Do this> Can you repeat every one of the following items word for word, keeping each line unchanged?

— START OF Data provided —

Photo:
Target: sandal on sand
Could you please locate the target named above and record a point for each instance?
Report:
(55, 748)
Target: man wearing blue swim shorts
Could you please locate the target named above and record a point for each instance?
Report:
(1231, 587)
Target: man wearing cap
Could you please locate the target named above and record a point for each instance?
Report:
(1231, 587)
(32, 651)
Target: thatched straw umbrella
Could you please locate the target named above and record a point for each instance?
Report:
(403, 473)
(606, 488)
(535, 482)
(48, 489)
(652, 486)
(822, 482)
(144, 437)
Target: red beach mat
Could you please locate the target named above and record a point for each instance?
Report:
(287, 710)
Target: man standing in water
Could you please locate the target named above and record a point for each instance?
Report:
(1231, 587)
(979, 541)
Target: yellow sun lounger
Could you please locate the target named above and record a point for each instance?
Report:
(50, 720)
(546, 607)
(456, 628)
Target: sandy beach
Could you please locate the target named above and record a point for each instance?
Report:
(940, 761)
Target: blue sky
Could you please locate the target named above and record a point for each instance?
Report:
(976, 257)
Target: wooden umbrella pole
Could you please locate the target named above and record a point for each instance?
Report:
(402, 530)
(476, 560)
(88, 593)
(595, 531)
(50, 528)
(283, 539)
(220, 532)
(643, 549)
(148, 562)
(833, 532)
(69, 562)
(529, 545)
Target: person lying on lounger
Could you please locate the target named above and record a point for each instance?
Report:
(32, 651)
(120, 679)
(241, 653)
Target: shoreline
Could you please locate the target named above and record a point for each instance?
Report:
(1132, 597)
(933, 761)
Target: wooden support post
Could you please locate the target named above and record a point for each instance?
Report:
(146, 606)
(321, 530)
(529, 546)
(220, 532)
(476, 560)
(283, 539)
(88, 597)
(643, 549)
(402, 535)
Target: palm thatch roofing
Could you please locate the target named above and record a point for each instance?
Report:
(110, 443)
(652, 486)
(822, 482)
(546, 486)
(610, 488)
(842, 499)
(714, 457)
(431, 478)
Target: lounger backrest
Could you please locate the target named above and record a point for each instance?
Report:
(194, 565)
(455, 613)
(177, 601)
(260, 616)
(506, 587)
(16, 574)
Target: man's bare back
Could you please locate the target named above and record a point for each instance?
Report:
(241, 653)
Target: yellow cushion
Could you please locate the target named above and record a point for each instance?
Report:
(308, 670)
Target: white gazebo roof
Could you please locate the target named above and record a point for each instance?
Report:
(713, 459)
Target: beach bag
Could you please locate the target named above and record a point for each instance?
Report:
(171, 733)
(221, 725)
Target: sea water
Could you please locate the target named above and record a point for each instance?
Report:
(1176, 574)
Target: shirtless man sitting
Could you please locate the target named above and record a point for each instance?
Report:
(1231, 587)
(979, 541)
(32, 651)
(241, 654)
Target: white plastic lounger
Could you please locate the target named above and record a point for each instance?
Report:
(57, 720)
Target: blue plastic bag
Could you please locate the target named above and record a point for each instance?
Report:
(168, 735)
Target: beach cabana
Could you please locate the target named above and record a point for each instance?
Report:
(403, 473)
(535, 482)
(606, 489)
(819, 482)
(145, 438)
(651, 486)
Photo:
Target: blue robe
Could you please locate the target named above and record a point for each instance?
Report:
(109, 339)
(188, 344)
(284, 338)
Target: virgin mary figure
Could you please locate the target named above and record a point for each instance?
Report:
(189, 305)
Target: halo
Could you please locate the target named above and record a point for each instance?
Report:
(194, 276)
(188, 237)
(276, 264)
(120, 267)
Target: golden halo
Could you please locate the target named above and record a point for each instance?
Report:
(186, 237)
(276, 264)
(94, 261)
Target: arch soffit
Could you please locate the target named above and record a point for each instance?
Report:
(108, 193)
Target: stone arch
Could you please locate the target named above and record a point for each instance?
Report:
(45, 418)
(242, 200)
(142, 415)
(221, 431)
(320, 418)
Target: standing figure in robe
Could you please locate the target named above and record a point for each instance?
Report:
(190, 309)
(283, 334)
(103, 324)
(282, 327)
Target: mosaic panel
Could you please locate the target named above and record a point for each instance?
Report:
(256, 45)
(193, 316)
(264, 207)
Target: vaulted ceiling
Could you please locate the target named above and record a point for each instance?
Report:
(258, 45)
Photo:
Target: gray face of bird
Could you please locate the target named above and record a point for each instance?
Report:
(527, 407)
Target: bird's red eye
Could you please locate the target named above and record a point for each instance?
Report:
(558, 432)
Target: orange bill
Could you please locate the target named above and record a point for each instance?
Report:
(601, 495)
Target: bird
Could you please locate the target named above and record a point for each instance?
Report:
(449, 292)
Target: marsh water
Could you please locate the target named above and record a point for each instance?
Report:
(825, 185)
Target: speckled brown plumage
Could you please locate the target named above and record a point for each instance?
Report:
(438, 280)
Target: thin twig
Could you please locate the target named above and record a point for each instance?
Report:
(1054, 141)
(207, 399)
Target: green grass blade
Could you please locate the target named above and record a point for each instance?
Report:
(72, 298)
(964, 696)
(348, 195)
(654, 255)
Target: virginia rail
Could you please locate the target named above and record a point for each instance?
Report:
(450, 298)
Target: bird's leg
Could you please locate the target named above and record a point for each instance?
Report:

— END OF Data provided —

Result of this task>
Photo:
Target: sandal on sand
Could you please locate the target named above and record a point for each instance?
Report:
(55, 748)
Target: man wearing blue swim shorts
Could you please locate the target named above and record a point for each instance?
Report:
(1231, 587)
Target: man wearing cap
Could you please locate the target named above and record a point for each instance?
Report:
(1231, 587)
(32, 651)
Target: thatched straw umbrella
Could you please locate the target named above and record a point for each instance?
Report:
(403, 473)
(606, 488)
(535, 482)
(48, 489)
(652, 486)
(822, 482)
(144, 437)
Target: red beach mat
Could you please locate the target named above and record a point for each instance?
Report:
(287, 710)
Target: man standing in water
Could you please locate the target named above and record a point for each instance?
Report:
(1231, 587)
(979, 541)
Target: yellow sun lounger
Could you please locate the target named above and record a point for each instance?
Report:
(50, 720)
(546, 607)
(456, 628)
Target: sandy beach
Could you please locate the target named above and record a point for each instance?
Report:
(940, 761)
Target: blue sky
Could you please locate the target named above and record a point for each instance?
Report:
(976, 257)
Target: wooden umbrella pole
Could you please locate the target named above and record a point for each instance?
Report:
(402, 530)
(476, 560)
(88, 593)
(595, 531)
(50, 528)
(283, 539)
(220, 532)
(643, 549)
(148, 562)
(833, 532)
(69, 562)
(529, 545)
Target: person lying on lounger
Could you please locate the target named above and record a point for each instance?
Report:
(32, 651)
(120, 679)
(241, 653)
Target: shoreline
Could you please locate the target named above and record a point for each instance?
Report:
(1132, 597)
(933, 761)
Target: wooden support post
Could you please locate the target named above and record a point for each instance?
Report:
(146, 606)
(321, 530)
(529, 546)
(220, 532)
(476, 560)
(283, 539)
(88, 597)
(643, 549)
(402, 535)
Target: palm thatch roofing
Could you please locate the target named above and record a point for each instance?
Report:
(110, 443)
(652, 486)
(822, 482)
(546, 486)
(610, 488)
(842, 499)
(714, 457)
(431, 478)
Target: lounger backrest
Could you please locate the target named above and record a point for each instance?
Report:
(194, 565)
(455, 613)
(177, 601)
(260, 616)
(506, 587)
(16, 574)
Target: man's bare back
Could you please locate the target named above and record a point for each instance?
Report:
(241, 653)
Target: yellow cushion
Could you please locate the target named above and record a point for each instance?
Report:
(308, 670)
Target: white gazebo roof
Could you please locate the target named above and record a point for each instance?
Report:
(713, 459)
Target: beach bag
Could you please locate the target named above and record a point for each instance?
Report:
(171, 733)
(221, 725)
Target: sea water
Could you please locate the target named above and record a point for each instance?
Report:
(1176, 574)
Target: shirtless man sitting
Could you please locate the target named above and record a point for each instance?
Report:
(1231, 587)
(979, 541)
(32, 651)
(241, 654)
Target: white plastic lounger
Could you please locate the target named above and record a point for each instance?
Report:
(57, 720)
Target: blue plastic bag
Could you please locate the target named above and record a point for each instance?
Report:
(168, 735)
Target: beach cabana
Could you please locate the target named above and record a point for each instance?
Report:
(403, 473)
(535, 482)
(606, 489)
(819, 482)
(145, 438)
(651, 486)
Photo:
Target: blue robe
Could you please locate the target named above and record a point for each instance?
Report:
(109, 339)
(188, 344)
(284, 338)
Target: virgin mary figure
Could you please locate the target named above and record a point for each instance?
Report:
(189, 305)
Target: halo
Could you please locate the target named above and record a point for each instance?
Report:
(194, 276)
(188, 237)
(276, 264)
(120, 267)
Target: golden halo
Could you please locate the target named above and record a point for each instance?
Report:
(186, 237)
(276, 264)
(94, 261)
Target: arch soffit
Could you please locate the target named above and record a point for each instance?
Report:
(108, 193)
Target: stone arch
Could you please locate the target named above and record a point for each instance?
Report:
(45, 418)
(242, 200)
(142, 415)
(221, 431)
(320, 418)
Target: standing figure in robe
Could you please locate the target named above and record a point for each instance?
Report:
(190, 309)
(283, 334)
(103, 324)
(282, 327)
Target: mosaic panel
Could you please locate the target named above and record a point for each instance?
Report:
(256, 45)
(193, 316)
(264, 207)
Target: vaulted ceiling
Could you please locate the target named above and record a point for each instance?
Report:
(258, 45)
Photo:
Target: gray face of bird
Could you please locate the target named above and record a point for each instance?
Report:
(527, 407)
Target: bird's red eye
Could you please locate the target named above and record a point for each instance?
Report:
(558, 432)
Target: orange bill
Could you please locate the target named above and record a point for each instance?
Report:
(601, 495)
Target: bird
Could you please locate the target named above and record a point for each instance?
Report:
(449, 292)
Target: marsh water
Could you please locate the target named above and record a point for each instance?
Report:
(825, 185)
Target: speckled brown plumage
Could you please locate the target named above and record a point for each instance?
Report:
(438, 280)
Target: thin twig
Could you please locate the target named above and record a point for each instance?
Report:
(1054, 141)
(207, 399)
Target: green grass blade
Could you please locate the target named above and record a point for each instance?
Report:
(72, 298)
(964, 696)
(348, 195)
(654, 255)
Target: virginia rail
Could you please locate the target named above and record a point for each instance?
Report:
(450, 298)
Target: bird's leg
Could you please locate the target named above and record a point for each instance?
Report:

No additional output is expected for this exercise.